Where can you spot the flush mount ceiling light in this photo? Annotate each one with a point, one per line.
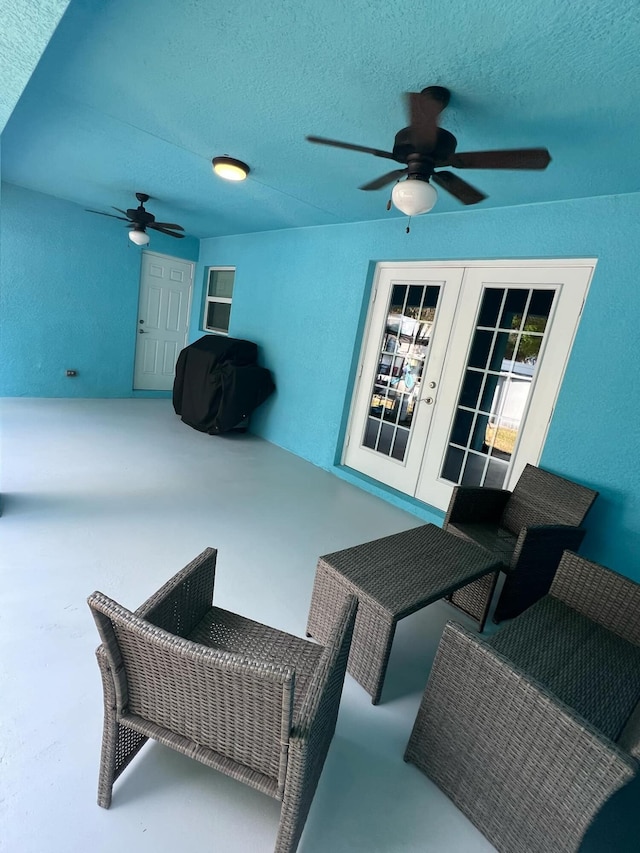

---

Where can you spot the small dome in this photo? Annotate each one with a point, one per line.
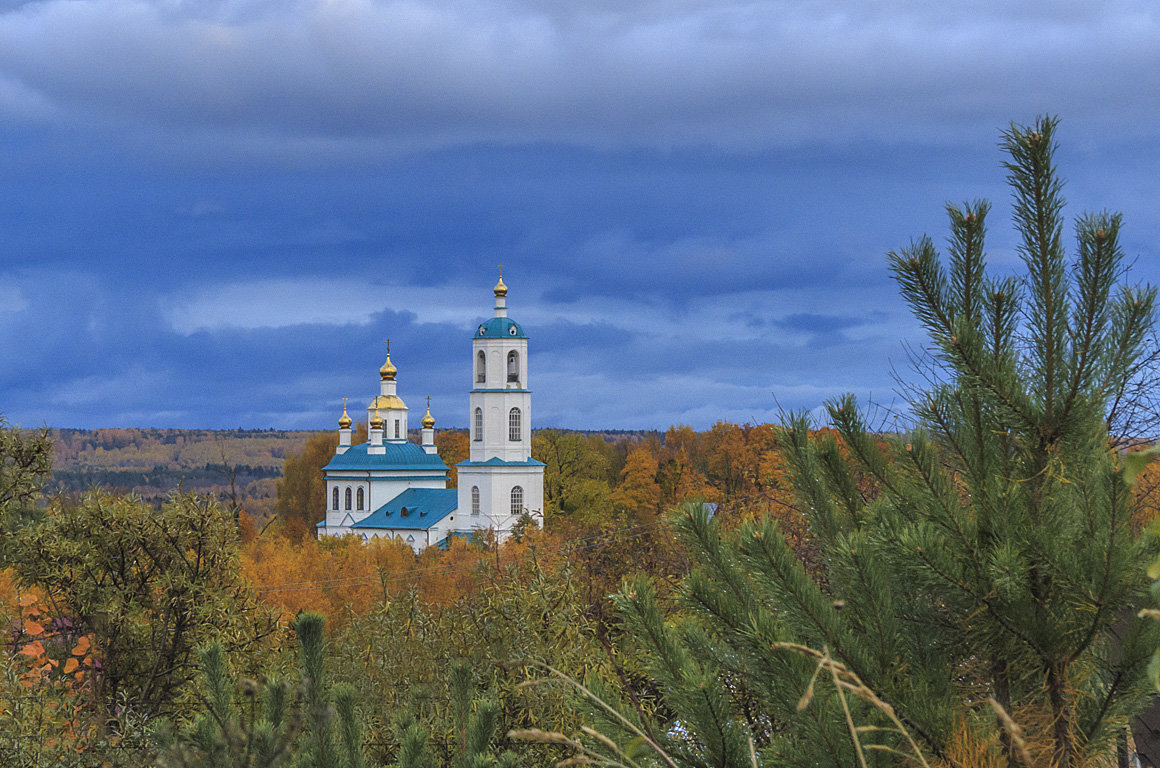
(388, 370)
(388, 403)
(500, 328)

**The exercise**
Copy out each line of the data above that contains the word "Annotate", with case counting.

**Output of the task**
Where can you spot the flush mount ceiling light in this photo? Annotate each one with a point, one per line.
Where can you spot the small dome in this photo? Annotate each one with a point, one per line.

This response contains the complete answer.